■ What to work on
Return the text of each of the following entries word for word, leaving out the pictures.

______

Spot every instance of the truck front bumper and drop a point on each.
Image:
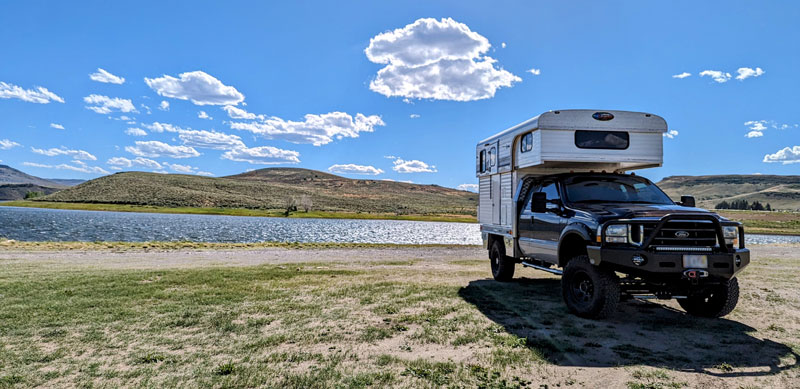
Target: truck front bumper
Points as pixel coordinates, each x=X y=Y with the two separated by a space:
x=724 y=265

______

■ Problem solution
Spot every instance of the truck front bumper and drop a point on each.
Image:
Target: truck front bumper
Points as pixel coordinates, each x=X y=Y with the two separated by a space:
x=724 y=265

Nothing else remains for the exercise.